#### EXTRAIT DE PAGE:
_ _ _

Or, Hergé était un homme foncièrement modeste tout en ayant conscience de l'originalité, de la résonance, du retentissement et de la " finition" de son oeuvre. Le beau livre de Benoît Peeters ( 511 pages)le prouve surabondamment. N’oublions pas qu’en 1940, (il avait trente trois ans) Hergé avait déjà derrière lui des albums comme Le Lotus bleu (1936), l'oreille cassée (1937),l’Ile noire (1938), le Sceptre d'Ottokar (1939). Allaient suivre, pendant la guerre, d'autres chefs-d'oeuvre comme le crabe aux pinces d’or, l’Etoile mystérieuse, le secret de la licorne et le Trésor de Rackham le Rouge.
Hergé est aussi l’auteur de "Quick et Flupke", gamins de Bruxelles, de véritables petits bijoux de drôlerie et de surréalisme que les amateurs s'arrachent à prix d’or. Aidé par une équipe talentueuse (dont Jacques Van Melkebeke et Baudouin van den Branden de Reeth ), il crée des dizaines de personnages du plus haut cocasse, inspiré par l'humour bruxellois (la "zwanze", qui est l’art du Bruxellois des Marolles de faire accepter des énormités avec le plus grand sérieux).

_ _ _

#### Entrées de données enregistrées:
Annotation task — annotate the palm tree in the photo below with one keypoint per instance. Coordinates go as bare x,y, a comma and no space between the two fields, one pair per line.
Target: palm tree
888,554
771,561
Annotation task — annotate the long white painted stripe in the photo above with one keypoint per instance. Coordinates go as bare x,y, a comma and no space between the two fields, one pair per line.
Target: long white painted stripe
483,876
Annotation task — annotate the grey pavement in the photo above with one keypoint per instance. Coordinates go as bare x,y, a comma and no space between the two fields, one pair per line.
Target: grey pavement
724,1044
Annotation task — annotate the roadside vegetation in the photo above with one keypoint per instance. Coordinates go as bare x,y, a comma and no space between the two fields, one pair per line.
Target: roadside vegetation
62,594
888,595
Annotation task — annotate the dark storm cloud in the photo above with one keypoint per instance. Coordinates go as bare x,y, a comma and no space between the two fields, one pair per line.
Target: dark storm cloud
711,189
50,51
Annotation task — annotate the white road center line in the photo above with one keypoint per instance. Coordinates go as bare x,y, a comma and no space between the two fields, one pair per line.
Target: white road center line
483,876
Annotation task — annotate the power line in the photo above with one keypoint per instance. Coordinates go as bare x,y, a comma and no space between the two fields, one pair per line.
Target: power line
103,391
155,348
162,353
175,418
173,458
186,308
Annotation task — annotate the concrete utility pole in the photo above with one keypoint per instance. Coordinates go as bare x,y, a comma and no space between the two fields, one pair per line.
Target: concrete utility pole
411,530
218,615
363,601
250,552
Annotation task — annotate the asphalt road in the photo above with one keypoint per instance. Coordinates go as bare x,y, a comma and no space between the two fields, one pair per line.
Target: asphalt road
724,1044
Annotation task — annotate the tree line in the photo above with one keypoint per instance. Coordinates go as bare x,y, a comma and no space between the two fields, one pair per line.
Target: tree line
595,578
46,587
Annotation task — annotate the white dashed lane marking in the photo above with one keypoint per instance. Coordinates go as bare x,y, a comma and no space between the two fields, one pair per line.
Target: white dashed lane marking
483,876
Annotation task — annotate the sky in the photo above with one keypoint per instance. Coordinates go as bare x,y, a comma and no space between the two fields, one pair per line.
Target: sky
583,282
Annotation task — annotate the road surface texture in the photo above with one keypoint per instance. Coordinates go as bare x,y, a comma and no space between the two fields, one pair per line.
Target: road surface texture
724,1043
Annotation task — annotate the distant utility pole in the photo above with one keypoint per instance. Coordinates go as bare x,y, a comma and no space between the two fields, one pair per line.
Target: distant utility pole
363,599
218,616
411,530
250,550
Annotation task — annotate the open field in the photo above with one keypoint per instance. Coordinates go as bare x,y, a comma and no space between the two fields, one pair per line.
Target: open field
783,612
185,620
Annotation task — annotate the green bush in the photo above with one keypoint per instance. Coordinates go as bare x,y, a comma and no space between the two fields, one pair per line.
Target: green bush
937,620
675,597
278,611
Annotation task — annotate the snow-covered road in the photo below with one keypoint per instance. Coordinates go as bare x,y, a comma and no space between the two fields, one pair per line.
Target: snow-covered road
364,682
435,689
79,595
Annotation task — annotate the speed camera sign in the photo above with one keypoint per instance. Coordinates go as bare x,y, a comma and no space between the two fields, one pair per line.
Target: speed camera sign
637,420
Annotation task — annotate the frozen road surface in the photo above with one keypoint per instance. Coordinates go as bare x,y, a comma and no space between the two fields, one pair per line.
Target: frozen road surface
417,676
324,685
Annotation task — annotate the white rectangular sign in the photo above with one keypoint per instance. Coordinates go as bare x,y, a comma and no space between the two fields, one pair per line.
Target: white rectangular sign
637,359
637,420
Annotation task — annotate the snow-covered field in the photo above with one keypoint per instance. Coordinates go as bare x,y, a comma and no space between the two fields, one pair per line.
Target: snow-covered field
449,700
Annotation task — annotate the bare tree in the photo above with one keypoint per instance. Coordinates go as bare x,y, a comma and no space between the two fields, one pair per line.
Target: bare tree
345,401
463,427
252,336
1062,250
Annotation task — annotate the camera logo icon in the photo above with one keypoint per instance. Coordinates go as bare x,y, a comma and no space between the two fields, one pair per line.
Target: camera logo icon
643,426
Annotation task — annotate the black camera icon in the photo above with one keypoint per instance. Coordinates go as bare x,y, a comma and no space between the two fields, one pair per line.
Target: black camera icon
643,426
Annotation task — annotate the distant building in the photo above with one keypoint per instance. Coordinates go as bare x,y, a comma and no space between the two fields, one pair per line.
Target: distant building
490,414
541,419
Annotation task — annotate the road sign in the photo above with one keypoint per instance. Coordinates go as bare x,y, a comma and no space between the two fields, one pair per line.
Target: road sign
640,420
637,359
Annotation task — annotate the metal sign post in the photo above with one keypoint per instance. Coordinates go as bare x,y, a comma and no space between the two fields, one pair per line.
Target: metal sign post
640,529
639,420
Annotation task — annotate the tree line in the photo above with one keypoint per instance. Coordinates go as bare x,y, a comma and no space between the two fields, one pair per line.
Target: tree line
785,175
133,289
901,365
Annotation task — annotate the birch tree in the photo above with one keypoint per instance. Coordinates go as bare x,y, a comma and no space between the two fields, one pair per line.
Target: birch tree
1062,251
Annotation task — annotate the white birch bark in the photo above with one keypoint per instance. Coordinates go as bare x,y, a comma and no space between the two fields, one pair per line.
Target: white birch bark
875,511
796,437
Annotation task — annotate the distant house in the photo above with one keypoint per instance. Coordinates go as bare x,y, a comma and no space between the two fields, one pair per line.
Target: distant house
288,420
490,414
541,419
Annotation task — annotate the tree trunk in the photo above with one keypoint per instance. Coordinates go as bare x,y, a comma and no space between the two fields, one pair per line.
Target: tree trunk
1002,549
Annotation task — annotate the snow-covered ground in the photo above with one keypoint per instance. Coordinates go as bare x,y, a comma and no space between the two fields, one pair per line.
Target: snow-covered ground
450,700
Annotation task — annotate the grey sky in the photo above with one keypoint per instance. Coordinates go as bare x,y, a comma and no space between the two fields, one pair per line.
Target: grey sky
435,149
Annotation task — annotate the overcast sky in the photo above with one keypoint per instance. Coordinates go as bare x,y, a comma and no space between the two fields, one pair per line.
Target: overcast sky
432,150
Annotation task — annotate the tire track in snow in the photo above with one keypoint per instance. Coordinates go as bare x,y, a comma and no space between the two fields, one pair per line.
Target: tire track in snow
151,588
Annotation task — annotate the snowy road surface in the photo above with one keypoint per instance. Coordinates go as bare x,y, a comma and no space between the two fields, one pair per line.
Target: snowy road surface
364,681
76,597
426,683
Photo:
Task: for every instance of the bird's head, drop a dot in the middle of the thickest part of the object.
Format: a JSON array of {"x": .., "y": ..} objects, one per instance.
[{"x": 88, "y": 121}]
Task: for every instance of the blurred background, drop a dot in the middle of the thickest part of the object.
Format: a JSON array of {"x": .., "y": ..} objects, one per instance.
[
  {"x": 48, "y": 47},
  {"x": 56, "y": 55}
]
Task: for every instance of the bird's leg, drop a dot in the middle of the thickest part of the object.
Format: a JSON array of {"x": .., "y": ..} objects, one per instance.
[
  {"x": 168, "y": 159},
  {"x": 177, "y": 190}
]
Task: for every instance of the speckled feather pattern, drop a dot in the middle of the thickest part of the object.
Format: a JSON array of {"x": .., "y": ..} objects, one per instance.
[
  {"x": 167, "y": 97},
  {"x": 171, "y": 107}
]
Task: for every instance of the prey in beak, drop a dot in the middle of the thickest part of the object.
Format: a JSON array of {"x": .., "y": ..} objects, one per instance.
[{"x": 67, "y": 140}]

_ _ _

#### TÂCHE DEMANDÉE 1:
Renvoyez chaque ligne des enregistrements qui contient la chaîne "building". La casse compte.
#### TÂCHE DEMANDÉE 2:
Rédigez la suite du texte sur Hergé, à partir de sa dernière phrase.

#### RÉPONSE FINALE 1:
Annotation task — annotate the distant building in the photo above with one keypoint per instance. Coordinates go as bare x,y, a comma and no space between the two fields, one pair per line.
Target: distant building

#### RÉPONSE FINALE 2:
Les “tintinologues" raffolent des “méchants" de Hergé, bien typés, inoubliables: Gibbons, le grand industriel américain qui bouscule un porteur de pousse-pousse( Le Lotus bleu), Mitsuhirato, agent secret de la Chine et du Japon, le lieutenant Allan, bourreau du capitaine Haddock, les frères Loiseau, antiquaires plus vrais que nature, le marchand d’armes Basil Bazaroff et les sublimes Ramon et Alonzo, toujours en dispute, à la recherche du fétiche volé(L’Oreille cassée).
Il y a les “bons", que les enfants ( petits et grands) adorent: Chester, l’ami de Haddock , l'illuminé Philipulus (Etoile mystérieuse), Bianca Castafiore, si naïve et si bonne, madame Pinson ( un vrai second rôle) et le célèbre Didi (Le Lotus bleu), fils du vieux Wang Jen Ghié, qui sauve Tintin à plusieurs reprises, Nestor, le valet naïf mais parfois très efficace.
Il y a enfin les personnage ambigus, faux, méchants, hypocrites, falots, ou dont on ne sait pas exactement à quel camp ils appartiennent : le général Alcazar, Philémon Siclone, l’explorateur Ridgewell, aux petits yeux indéfinissables et à la fléchette empoisonnée qui veut vivre avec les Arumbayas et l'incroyable Aristide Filoselle, pick pocket collectionneur.
Benoît Peeters se situe dans la grande lignée des intervieweurs, admirateurs ou biographes de Hergé: Numa Sadoul, Pierre Assouline, le philosophe Michel Serres, qui lança Hergé au sein de l'intelligentsia française, Philippe Goddin ("chronologie d'une oeuvre"), Pierre Fresnault-Deruelle , sémiologue. et nous en passons.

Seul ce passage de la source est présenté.